[Stored items]
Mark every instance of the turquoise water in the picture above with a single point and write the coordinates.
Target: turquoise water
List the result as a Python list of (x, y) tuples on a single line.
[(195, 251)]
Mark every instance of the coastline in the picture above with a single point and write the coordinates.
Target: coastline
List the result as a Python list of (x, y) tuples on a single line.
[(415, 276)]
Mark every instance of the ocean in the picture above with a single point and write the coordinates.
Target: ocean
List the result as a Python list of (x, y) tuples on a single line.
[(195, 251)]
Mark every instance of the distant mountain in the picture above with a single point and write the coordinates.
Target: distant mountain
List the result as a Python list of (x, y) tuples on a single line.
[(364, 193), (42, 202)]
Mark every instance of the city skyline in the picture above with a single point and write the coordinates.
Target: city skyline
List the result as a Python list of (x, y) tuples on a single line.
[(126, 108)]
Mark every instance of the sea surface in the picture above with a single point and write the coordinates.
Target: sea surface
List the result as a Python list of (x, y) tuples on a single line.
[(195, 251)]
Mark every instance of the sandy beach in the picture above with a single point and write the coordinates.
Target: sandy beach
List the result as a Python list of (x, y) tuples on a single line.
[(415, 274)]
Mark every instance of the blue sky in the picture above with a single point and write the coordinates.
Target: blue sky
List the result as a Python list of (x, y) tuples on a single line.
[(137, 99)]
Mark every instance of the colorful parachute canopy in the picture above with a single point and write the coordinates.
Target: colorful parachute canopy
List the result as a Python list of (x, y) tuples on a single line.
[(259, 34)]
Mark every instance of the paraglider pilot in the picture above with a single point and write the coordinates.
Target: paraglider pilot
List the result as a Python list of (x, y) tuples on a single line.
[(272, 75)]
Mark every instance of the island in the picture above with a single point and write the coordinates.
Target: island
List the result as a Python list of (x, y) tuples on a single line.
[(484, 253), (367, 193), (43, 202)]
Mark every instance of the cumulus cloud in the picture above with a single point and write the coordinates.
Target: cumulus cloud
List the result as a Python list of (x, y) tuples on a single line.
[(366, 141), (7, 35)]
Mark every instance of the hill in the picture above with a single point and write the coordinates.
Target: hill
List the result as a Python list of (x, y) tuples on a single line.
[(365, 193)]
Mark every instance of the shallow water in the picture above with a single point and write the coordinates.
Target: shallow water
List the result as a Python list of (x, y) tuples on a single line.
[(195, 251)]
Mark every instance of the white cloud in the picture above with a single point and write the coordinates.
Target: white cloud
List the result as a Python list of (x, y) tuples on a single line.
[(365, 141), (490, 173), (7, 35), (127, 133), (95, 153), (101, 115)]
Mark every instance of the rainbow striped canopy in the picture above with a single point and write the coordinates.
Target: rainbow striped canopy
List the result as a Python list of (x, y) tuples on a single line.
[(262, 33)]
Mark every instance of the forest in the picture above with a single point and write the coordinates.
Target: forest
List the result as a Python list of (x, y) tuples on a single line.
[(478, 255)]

YOUR GOAL —
Take the line that contains "Mark every instance of the shallow" and each line after it down to the last of the records, and retype them exactly; add nothing else.

TASK SOLUTION —
Mark every instance of the shallow water in the picture above with a single point and write the coordinates.
Target: shallow water
List the result as a Python list of (x, y) tuples on a single line.
[(195, 251)]
Mark every instance of the white cloud in the picture above with a single point and write the coordinates.
Target: white cloud
List the result as a Python list of (x, y) tuples on a single line.
[(365, 141), (490, 173), (7, 35), (127, 133), (95, 153), (101, 115)]
Mark every instance of the rainbow striped canopy in the picture above with a single point and write the coordinates.
Target: rainbow striped canopy
List the result as a Python list of (x, y) tuples on a single line.
[(262, 33)]
Mark every instance of the forest in the picture above with a single point and write the coordinates.
Target: forest
List the result as a Python list of (x, y) tuples on a single line.
[(478, 255)]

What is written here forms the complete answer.